**課題のねらい**. 下にある『シンクロアスリート』についての記事を、最後の文の続きから書き進めてください。

**記事の本文**.
»»
テクノロジー TECHNOLOGY

スポーツは「観戦」から「同化」するものへ。高専生が生み出した『シンクロアスリート』の可能性 後編

吉田直人

独立行政法人国立高等専門学校機構東京工業高等専門学校の学生たちが開発した“選手と同化する”スポーツ体験システム『シンクロアスリート』。ジェットコースターの仮想体験というアイデアからスタートしたこのプロジェクトは、東京2020への機運も相まって、国内のコンペティションで高い評価を受けた。後編では、『シンクロアスリート』の今後のロードマップや、開発に携わった学生と教員が抱くテクノロジーへの期待について聞いた。

課題は「速度」と「ユーザー体験」。
ゆくゆくはオープンソース化

左から瀧島和則さん、米本毬乃さん、一瀬将治さん

VR技術は市場の成熟を見ても、これから、という段階にあると思いますが、VRを活用したスポーツ観戦システムは、俯瞰映像が多い中で、選手の身になって見る、体験するタイプは珍しいですよね。今後のロードマップで考えていることがあれば教えてください。

瀧島:現段階ではライブ配信をすると、タイムラグが生じるため、通信スピードを改善したいです。こればかりは、私たちの問題というより回線速度技術の発展が必要になってくる部分です。『シンクロアスリート』は、ライブ配信モードで今まさに競技をしている人の生中継が可能ですが、その際にスムーズに配信を行うには、どうしても、インターネットの回線速度が必要になってきます。現状は、選手が競技をしている場所から中継映像を配信する場合に、多少の遅延が発生してしまいます。目標は、その待機時間を減少させた上で、動きと同時に高画質な映像を観戦者に届けること。そこは現状の技術だと難しい部分がありますが、将来的には、映像遅延の原因となる映像圧縮が不要で、高画質のまま映像を送信できるよう,ネットワーク回線の高速化について、研究機関や企業で研究していきたいと思っています。

米本:今私が取り組んでいるのは、『シンクロアスリート』のユーザー体験の改善です。スポーツの再現ができていても、やはり乗り物であって、VRを用いていることもあるので、いわゆる「VR酔い」なども起こりえます。そういった感覚的な違和感を低減する作業をしています。乗って頂いたいろいろな方からのフィードバックを踏まえて、どんな人がどう感じているかを分析しながら、『シンクロアスリート』を通じたスポーツ体験に心地よく没入できる状態を目指しています。誰が体験しても、純粋にコンテンツを楽しんで頂ける状態まで持っていきたいです。

一瀬:直近では、EVカーレースや、馬術、バスケットボールなどといった競技を収録していく予定ですが、今後も、東京2020に向けて多くのコンテンツを作っていくことになると思います。その過程で、よりこういったスポーツ観戦システムが浸透していくには、誰でもコンテンツを作れる状態が理想的だと考えています。例えば、撮影した動画とスマートフォンで収録した動きをパソコンにインストールするだけで『シンクロアスリート』との同期が可能になるソフトウェアを開発し、最終的には、コンテンツ制作の場をオープンにしていきたいと思っています。
««
**データ一覧**.
»»
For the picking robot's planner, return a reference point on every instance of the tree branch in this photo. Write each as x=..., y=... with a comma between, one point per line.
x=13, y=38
««
»»
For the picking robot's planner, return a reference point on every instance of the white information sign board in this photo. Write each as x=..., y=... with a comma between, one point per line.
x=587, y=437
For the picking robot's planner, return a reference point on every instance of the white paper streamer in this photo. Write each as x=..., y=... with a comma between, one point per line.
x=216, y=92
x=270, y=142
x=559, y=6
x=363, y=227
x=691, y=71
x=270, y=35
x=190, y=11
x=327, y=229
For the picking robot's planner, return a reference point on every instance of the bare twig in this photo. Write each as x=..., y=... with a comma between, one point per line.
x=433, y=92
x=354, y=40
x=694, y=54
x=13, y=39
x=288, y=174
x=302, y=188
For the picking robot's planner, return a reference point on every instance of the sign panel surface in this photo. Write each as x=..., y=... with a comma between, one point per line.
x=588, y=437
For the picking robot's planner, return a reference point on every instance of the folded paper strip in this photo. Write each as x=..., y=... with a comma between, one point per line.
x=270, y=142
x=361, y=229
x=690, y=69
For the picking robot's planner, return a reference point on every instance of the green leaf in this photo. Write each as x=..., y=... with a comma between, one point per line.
««
**課題の答え**.
「スポーツ体験のスタイルを根底から変えていく」

シンクロアスリートは今後スポーツにどのような影響を与えると考えていますか。

米本:私自身も今までいろいろなスポーツをやってきました。そこで感じているのは、やはり自分の身近にある競技でなければ体験する機会がないということです。例えば友達がやっていたからなど、何かの縁で触れる機会があるという具合ですね。その点で、『シンクロアスリート』はスポーツ体験の選択肢を広げることができると考えています。競技を選手目線で擬似体験した後に、そのスポーツを実際にやってみるきっかけになりうるということです。子どもたちがさまざまなスポーツに触れる機会を作ることができれば、結果としてスポーツ人口の裾野を広げることにもつながり、将来的に、オリンピックやパラリンピックでメダルを獲る選手が育っていくかもしれません。

松林:『シンクロアスリート』は、スポーツ体験のスタイルを根底から変えていくポテンシャルを秘めていると思っています。今までは絶対に不可能だった観戦ができるようになるので、例えばマラソンのペースメーカーにカメラとセンサーを付けて貰えれば、自分自身がペースメーカーになれる。周囲の選手も見えるし、実際には走っていないけれど、走っているような動きを体感して、選手たちの息遣いまで聞こえてくる。また、VR技術とモーションベースを組み合わせた機構という特性を活用すれば、スポーツのトレーニング方法も革命的に変わってくるのではないかと想像しています。

数値化だけでなく、
芸術性のトレーニングにも

松林教授と山下晃弘准教授(右)

目下、注目している分野はありますか?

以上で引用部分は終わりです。